Retype the Adriano Banchieri passage, starting with "Adriano Banchieri (3" and going on through "on his style.".

Text shown =>
________________
Adriano Banchieri (3 September 1568 – 1634) was an Italian composer, music theorist, organist and poet of the late Renaissance and early Baroque eras. He founded the Accademia dei Floridi in Bologna.

==Biography==
He was born and died in Bologna (then in the Papal States). In 1587 he became a monk of the Benedictine order, taking his vows in 1590, and changing his name to Adriano (from Tommaso). One of his teachers at the monastery was Gioseffo Guami, who had a strong influence on his style.

Like Orazio Vecchi he was interested in converting the madrigal to dramatic purposes. Specifically, he was one of the developers of a form called "madrigal comedy" — unstaged but dramatic collections of madrigals which, when sung consecutively, told a story. Formerly, madrigal comedy was considered to be one of the important precursors to opera, but most music scholars now see it as a separate development, part of a general interest in Italy at the time in creating musico-dramatic forms. In addition, he was an important composer of canzonettas, a lighter and hugely popular alternative to the madrigal in the late 16th century.
________________
Given data =>
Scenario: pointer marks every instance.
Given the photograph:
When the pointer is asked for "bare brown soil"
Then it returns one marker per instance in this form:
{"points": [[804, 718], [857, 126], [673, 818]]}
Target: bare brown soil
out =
________________
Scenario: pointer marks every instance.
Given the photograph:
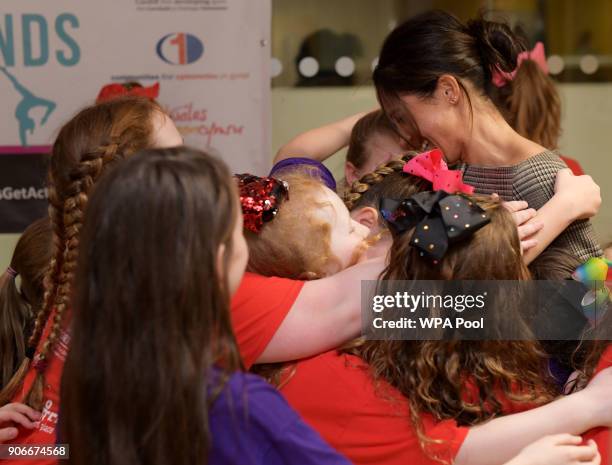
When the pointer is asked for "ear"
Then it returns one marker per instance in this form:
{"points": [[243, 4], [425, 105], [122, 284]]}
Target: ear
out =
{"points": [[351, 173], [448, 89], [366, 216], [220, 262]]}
________________
Answer box =>
Adriano Banchieri (3 September 1568 – 1634) was an Italian composer, music theorist, organist and poet of the late Renaissance and early Baroque eras. He founded the Accademia dei Floridi in Bologna.

==Biography==
He was born and died in Bologna (then in the Papal States). In 1587 he became a monk of the Benedictine order, taking his vows in 1590, and changing his name to Adriano (from Tommaso). One of his teachers at the monastery was Gioseffo Guami, who had a strong influence on his style.